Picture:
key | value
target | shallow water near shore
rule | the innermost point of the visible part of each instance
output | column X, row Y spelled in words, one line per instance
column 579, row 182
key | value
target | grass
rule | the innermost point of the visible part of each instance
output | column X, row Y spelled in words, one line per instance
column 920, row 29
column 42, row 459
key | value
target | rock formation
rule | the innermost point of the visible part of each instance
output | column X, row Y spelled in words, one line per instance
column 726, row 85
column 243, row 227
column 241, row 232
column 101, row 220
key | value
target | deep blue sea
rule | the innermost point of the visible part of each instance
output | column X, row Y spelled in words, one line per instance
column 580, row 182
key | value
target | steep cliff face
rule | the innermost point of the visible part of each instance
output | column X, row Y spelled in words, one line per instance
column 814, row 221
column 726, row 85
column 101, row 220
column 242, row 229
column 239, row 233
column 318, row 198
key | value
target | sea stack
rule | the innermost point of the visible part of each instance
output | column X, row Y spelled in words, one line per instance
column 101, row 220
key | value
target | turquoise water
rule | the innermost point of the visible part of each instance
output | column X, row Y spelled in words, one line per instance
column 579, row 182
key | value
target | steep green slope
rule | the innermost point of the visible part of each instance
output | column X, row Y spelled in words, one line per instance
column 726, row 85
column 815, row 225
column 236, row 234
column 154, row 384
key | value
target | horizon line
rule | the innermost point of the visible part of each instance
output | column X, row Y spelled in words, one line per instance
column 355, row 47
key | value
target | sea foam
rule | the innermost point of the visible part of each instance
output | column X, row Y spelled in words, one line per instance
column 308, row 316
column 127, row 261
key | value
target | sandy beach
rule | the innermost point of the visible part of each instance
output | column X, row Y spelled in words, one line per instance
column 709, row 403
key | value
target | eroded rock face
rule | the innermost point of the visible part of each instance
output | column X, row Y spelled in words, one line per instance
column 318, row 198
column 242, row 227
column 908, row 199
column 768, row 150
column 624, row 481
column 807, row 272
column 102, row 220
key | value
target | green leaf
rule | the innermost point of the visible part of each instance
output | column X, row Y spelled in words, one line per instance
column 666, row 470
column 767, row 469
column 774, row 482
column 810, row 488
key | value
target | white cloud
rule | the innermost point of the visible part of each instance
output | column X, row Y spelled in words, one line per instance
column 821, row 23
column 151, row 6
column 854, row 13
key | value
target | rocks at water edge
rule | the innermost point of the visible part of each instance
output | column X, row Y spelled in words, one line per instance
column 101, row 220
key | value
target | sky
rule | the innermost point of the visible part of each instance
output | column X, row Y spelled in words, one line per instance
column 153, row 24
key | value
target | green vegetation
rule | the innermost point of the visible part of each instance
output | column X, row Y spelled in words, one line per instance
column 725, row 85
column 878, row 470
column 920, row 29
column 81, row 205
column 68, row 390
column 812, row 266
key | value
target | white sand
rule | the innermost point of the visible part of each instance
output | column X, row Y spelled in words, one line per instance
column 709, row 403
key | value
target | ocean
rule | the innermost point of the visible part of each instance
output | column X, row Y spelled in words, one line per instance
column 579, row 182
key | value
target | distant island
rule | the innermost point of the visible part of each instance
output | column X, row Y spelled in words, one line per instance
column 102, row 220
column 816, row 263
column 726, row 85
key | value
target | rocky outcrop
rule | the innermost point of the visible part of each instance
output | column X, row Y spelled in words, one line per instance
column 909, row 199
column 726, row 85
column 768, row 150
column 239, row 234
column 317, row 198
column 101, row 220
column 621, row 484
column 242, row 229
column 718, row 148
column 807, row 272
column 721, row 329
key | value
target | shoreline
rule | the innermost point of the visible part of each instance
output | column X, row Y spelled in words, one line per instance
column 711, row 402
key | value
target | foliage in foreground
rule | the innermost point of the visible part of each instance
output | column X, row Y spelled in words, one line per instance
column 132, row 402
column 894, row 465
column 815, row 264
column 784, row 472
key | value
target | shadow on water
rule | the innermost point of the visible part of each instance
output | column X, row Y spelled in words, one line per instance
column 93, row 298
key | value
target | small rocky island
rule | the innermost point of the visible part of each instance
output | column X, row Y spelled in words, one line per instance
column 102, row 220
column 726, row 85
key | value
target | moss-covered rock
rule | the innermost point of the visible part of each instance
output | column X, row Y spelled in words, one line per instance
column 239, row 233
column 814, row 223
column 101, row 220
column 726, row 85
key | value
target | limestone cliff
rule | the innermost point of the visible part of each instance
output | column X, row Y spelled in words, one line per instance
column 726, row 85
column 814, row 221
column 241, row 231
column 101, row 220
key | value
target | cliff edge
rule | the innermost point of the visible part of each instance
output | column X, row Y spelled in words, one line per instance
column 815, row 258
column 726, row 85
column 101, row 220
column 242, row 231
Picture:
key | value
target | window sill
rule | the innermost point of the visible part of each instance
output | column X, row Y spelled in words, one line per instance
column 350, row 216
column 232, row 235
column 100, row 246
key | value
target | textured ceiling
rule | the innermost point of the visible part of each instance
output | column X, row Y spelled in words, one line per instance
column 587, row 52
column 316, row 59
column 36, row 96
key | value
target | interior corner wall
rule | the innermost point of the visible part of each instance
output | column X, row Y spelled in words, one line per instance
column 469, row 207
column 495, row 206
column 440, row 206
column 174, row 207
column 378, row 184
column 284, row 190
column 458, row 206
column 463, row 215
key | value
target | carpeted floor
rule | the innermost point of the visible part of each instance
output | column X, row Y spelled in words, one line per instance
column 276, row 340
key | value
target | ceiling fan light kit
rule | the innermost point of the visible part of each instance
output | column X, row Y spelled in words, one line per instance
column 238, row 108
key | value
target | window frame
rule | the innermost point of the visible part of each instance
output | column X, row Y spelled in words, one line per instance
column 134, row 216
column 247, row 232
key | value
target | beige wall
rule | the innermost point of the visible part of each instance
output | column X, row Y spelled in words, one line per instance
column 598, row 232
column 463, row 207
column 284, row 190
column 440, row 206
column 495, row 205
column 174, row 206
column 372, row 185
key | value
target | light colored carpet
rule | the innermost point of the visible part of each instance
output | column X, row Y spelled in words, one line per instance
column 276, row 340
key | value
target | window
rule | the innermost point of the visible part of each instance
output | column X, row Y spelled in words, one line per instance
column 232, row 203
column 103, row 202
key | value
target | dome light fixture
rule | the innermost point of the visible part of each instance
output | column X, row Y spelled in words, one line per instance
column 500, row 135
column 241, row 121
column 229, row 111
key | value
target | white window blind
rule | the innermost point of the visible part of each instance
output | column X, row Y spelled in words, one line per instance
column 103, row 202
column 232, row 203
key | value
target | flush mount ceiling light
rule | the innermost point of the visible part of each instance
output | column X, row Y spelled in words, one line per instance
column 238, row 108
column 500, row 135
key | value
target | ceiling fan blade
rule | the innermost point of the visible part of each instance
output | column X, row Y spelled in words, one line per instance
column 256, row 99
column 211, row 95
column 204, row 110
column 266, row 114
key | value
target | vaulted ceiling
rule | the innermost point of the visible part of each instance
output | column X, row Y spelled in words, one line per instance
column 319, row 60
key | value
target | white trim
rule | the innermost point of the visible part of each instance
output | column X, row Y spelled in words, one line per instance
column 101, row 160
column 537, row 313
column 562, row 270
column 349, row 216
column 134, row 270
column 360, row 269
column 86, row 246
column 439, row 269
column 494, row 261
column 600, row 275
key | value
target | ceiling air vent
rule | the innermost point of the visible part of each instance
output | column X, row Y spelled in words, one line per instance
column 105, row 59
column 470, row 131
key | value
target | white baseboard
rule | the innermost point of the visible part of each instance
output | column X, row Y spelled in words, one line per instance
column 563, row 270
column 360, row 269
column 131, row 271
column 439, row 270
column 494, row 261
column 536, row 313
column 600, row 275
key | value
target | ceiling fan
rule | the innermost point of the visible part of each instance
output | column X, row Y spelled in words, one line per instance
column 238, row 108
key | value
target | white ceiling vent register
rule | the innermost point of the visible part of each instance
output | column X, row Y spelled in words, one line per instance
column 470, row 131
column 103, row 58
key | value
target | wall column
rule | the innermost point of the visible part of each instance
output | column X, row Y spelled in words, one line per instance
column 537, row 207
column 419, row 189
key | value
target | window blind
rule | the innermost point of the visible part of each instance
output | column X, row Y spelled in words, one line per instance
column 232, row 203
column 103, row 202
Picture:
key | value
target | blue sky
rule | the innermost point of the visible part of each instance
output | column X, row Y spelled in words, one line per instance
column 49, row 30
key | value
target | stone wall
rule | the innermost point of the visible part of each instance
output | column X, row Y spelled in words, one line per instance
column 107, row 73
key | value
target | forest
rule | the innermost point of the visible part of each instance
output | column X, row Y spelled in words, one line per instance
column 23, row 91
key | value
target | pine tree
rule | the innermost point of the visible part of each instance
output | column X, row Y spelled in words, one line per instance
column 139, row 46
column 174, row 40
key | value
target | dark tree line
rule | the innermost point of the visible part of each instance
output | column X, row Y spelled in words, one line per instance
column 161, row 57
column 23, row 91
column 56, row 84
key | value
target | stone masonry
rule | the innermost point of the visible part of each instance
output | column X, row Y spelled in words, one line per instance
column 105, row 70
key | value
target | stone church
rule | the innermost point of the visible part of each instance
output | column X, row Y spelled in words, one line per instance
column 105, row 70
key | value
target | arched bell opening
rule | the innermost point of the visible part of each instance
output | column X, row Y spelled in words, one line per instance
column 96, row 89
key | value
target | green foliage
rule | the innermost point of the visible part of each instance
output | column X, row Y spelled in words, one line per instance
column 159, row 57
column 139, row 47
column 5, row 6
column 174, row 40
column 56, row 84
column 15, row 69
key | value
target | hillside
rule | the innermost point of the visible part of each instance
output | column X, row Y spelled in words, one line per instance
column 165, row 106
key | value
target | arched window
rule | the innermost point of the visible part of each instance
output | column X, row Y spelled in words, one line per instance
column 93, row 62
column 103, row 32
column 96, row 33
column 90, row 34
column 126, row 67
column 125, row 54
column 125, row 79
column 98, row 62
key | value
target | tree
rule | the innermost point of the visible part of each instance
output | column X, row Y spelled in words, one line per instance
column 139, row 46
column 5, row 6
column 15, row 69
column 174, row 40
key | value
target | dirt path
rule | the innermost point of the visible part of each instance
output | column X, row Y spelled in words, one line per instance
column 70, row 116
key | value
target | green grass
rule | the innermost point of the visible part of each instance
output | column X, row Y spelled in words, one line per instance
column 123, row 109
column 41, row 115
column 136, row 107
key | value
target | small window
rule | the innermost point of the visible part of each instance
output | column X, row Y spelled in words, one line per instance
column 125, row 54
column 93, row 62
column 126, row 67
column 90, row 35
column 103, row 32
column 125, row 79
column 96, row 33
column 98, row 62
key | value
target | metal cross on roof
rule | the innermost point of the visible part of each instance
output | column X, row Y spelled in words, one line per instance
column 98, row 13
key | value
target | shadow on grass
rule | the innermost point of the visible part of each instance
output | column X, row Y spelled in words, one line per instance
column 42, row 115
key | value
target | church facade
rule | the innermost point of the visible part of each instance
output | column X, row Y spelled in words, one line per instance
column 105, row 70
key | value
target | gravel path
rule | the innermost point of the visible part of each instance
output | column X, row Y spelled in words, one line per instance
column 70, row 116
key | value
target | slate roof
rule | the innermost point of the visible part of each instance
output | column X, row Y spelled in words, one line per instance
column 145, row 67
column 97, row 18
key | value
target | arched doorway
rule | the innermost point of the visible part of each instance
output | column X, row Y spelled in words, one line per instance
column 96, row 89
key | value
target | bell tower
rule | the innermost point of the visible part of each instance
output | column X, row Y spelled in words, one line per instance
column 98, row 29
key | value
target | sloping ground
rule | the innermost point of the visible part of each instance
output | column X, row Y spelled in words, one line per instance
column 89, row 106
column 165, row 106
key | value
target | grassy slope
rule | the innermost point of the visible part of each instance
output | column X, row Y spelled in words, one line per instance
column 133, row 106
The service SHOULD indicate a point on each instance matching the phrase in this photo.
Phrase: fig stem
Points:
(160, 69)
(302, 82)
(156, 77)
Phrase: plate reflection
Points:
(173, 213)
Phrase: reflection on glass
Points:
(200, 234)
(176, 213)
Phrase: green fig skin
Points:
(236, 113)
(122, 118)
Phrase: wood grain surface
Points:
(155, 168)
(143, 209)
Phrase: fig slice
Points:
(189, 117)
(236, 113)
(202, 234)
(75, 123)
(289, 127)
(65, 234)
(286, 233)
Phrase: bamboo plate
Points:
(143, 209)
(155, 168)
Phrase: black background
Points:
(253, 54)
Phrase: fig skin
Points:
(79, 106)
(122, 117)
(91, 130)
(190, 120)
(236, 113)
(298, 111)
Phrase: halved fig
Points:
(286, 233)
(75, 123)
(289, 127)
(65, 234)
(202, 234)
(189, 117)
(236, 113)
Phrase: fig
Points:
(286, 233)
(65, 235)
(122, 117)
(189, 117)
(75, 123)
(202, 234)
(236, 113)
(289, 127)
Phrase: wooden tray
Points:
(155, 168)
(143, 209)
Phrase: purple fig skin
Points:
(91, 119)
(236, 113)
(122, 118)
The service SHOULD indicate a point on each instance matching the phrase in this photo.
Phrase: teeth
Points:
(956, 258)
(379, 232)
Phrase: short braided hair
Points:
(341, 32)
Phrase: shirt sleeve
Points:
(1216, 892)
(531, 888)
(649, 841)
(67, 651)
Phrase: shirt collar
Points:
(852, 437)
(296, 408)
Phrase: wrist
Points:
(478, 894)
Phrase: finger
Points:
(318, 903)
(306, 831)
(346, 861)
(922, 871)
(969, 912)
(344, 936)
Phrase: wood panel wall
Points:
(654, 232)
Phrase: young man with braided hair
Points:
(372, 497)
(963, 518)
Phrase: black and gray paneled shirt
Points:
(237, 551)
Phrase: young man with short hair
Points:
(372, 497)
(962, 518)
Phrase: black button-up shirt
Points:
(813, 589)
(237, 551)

..........

*Direction*. Extract the closing run of lines, starting with the one containing "Phrase: wood grain surface" and ending at the last, exactly as written.

*Task answer*.
Phrase: wood grain surface
Points:
(155, 168)
(143, 209)
Phrase: fig slice
Points:
(189, 117)
(236, 113)
(202, 234)
(75, 123)
(289, 127)
(65, 234)
(286, 233)
Phrase: bamboo plate
Points:
(143, 209)
(155, 168)
Phrase: black background
Points:
(253, 54)
Phrase: fig skin
Points:
(79, 106)
(122, 117)
(91, 130)
(190, 120)
(236, 113)
(298, 111)
Phrase: halved fig
Points:
(286, 233)
(75, 123)
(289, 127)
(65, 234)
(202, 234)
(189, 117)
(236, 113)
Phrase: fig
Points:
(286, 233)
(65, 235)
(122, 117)
(189, 117)
(75, 123)
(202, 234)
(236, 113)
(289, 127)
Phrase: wooden tray
Points:
(155, 168)
(143, 209)
Phrase: purple fig skin
Points:
(91, 119)
(236, 113)
(122, 118)
The service SHOULD indicate a point on each instance matching the phrase in this photo.
Phrase: teeth
Points:
(956, 258)
(379, 232)
Phrase: short braided hair
Points:
(341, 32)
Phrase: shirt sleeve
Points:
(1216, 892)
(531, 888)
(649, 841)
(67, 651)
Phrase: shirt collar
Points:
(852, 437)
(296, 408)
Phrase: wrist
Points:
(478, 894)
Phrase: finger
Points:
(318, 903)
(306, 831)
(346, 861)
(922, 871)
(969, 912)
(344, 936)
Phrase: wood panel wall
Points:
(654, 232)
Phrase: young man with braided hair
Points:
(372, 497)
(963, 518)
Phrase: black and gray paneled shirt
Points:
(237, 551)
Phrase: young man with short hair
Points:
(372, 497)
(962, 518)
Phrase: black button-up shirt
Points:
(813, 589)
(237, 551)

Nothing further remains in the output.